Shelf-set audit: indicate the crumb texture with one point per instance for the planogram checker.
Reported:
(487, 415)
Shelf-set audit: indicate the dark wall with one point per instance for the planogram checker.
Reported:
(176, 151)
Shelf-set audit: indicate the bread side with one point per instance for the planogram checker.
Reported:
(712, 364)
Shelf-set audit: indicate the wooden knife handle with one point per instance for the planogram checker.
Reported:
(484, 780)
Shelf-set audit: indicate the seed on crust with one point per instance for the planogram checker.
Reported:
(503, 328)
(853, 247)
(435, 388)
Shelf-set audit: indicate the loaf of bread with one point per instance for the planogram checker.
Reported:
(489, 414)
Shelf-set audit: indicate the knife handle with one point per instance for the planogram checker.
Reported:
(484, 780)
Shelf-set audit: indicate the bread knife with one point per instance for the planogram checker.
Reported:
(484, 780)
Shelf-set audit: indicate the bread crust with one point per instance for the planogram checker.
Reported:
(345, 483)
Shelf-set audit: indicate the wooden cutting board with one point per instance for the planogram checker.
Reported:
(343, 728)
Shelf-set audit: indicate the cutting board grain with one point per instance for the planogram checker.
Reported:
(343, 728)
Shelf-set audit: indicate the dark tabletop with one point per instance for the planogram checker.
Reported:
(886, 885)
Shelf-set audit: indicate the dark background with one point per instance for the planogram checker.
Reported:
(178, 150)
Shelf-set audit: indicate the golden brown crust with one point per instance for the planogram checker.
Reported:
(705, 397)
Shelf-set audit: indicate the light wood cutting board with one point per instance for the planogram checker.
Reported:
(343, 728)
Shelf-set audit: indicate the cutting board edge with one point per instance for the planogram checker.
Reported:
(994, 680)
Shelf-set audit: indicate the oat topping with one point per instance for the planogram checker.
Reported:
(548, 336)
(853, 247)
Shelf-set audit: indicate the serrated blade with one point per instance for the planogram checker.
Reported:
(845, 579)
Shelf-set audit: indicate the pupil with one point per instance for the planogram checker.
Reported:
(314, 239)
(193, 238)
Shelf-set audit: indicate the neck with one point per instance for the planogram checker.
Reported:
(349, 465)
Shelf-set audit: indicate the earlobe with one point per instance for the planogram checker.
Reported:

====

## Directions
What lines above contain the word "handle"? Return each such line.

## Exercise result
Shelf-set audit: indicate the wooden knife handle with one point per instance for the planogram checker.
Shelf-set audit: indicate the knife handle with one point per instance for the planogram checker.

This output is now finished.